◆ PROBLEM TO SOLVE:
Skipping any pictures, give all of the records below again exactly.

◆ DATA:
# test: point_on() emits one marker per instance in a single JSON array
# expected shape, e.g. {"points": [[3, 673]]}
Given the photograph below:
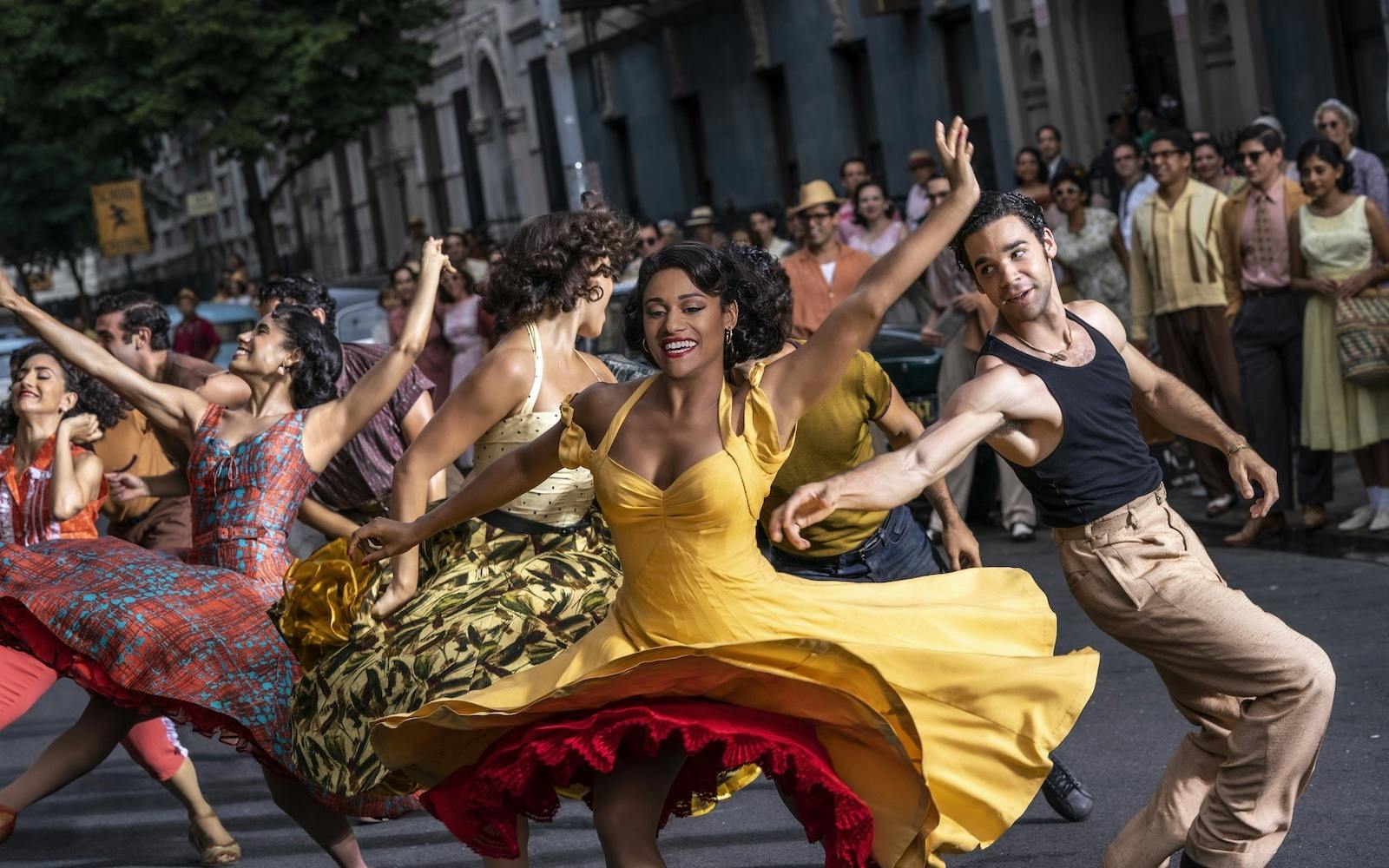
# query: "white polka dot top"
{"points": [[563, 499]]}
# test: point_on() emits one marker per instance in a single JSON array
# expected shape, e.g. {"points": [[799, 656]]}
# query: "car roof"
{"points": [[217, 312]]}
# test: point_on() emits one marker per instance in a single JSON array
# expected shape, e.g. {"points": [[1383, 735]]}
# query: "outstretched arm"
{"points": [[799, 379], [331, 425], [976, 413], [76, 478], [902, 427], [170, 407]]}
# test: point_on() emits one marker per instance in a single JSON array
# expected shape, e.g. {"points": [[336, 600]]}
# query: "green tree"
{"points": [[281, 81], [46, 206]]}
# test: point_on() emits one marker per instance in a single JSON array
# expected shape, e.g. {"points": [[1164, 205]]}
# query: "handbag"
{"points": [[1363, 338]]}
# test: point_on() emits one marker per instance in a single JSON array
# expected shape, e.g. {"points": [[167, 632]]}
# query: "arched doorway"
{"points": [[1152, 50]]}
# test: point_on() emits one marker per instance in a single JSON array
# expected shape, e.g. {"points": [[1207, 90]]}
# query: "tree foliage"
{"points": [[249, 78]]}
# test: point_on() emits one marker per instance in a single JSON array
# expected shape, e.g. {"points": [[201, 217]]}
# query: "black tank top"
{"points": [[1102, 462]]}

◆ ANSWER:
# test: point_on() emits one marker per instance in a single JSON array
# expected shape, e.g. {"points": [[3, 673]]}
Given the photograph below:
# query: "white polka dot top"
{"points": [[563, 499]]}
# test: point_on() emits one marker per instance in a single JSON array
# expected shape, e.g. {"points": [[799, 656]]}
# query: "car roof"
{"points": [[217, 312]]}
# test: point_on() emits one marker per instance in a single JSON array
# expected shape, e.g. {"points": [[1383, 735]]}
# query: "outstretched arm"
{"points": [[799, 379], [331, 425], [976, 413], [76, 478], [902, 427], [170, 407]]}
# test: point_on() emits one marker per instance in a single JSON array
# expected shape, e.g. {"points": [[336, 600]]}
# query: "green tree"
{"points": [[281, 81], [46, 206]]}
# test: point_on() emits one marker per instance in a single JSON array
# expected shape, e.g. {"points": [[1164, 205]]}
# query: "handbag"
{"points": [[1363, 338]]}
# test: point_on() emits one marker per instance in a single JSON array
# expected shape, e.g. {"points": [[167, 632]]}
# query: "arched doorway"
{"points": [[1152, 50]]}
# test: point_on() emits one marker per instance in a single JSON array
# expected shape, e.g. {"points": [[1207, 90]]}
# query: "tree foliage"
{"points": [[249, 78]]}
# test: point_on() emits one marker per instance in a single JSON array
# expected shape, e.g. {"points": [[201, 217]]}
# query: "black tank top"
{"points": [[1102, 462]]}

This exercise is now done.